## Directions for this task
Starting from the line that contains "Check that each instance of the red", output every remaining line of the records below exactly as it appears, that line and the last one included.
[[ Record excerpts open ]]
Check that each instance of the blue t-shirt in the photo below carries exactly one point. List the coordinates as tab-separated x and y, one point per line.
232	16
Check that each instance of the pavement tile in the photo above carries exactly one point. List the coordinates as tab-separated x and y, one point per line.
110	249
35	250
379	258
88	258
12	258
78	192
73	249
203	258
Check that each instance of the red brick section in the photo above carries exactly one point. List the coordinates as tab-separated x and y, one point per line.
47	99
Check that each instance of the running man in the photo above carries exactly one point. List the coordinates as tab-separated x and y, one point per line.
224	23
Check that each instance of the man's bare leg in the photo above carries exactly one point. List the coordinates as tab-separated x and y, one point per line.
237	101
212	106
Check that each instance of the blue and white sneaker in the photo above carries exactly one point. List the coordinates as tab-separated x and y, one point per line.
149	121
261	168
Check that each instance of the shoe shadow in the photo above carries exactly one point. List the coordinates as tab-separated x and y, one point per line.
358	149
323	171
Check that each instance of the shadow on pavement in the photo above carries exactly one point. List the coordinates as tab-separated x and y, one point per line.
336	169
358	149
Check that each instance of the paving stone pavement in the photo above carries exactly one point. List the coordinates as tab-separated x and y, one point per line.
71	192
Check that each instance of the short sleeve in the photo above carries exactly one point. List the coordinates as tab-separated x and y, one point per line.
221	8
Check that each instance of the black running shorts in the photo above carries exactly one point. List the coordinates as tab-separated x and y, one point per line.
[[ Record excerpts closed ]]
## Written solution
Check that each instance of the red brick section in the photo above carries exactly one point. List the coordinates as tab-separated x and y, one point per line.
47	99
Check that each instance of the running man in the photo above carries exactly one point. List the coordinates as tab-separated x and y, one point per line.
224	23
Check that each instance of the man's bare leg in the photo above carries exactly one point. List the coordinates as tab-separated x and y, one point per line.
237	101
212	106
Check that each instance of the blue and white sneaker in the photo above carries exactly one point. List the coordinates as tab-separated x and y, one point per line.
149	121
261	168
Check that each instance of the shoe shadow in the photo above carries exactly one point. List the coordinates as tab-separated x and y, one point per line.
358	149
323	171
Check that each instance of the shadow on pavement in the photo above carries exactly one point. List the coordinates as tab-separated x and y, one point per line.
336	169
358	149
Check that each instance of the paving stone pavement in the photo above carries exactly one point. List the coordinates as tab-separated x and y, one point per line.
71	192
Check that each instance of the short sleeve in the photo above carries exactly one point. List the coordinates as tab-separated x and y, one point per line.
221	8
Check that each instance of the black running shorts in the photo above carries exactly one point. List the coordinates as tab-separated x and y, one point per line.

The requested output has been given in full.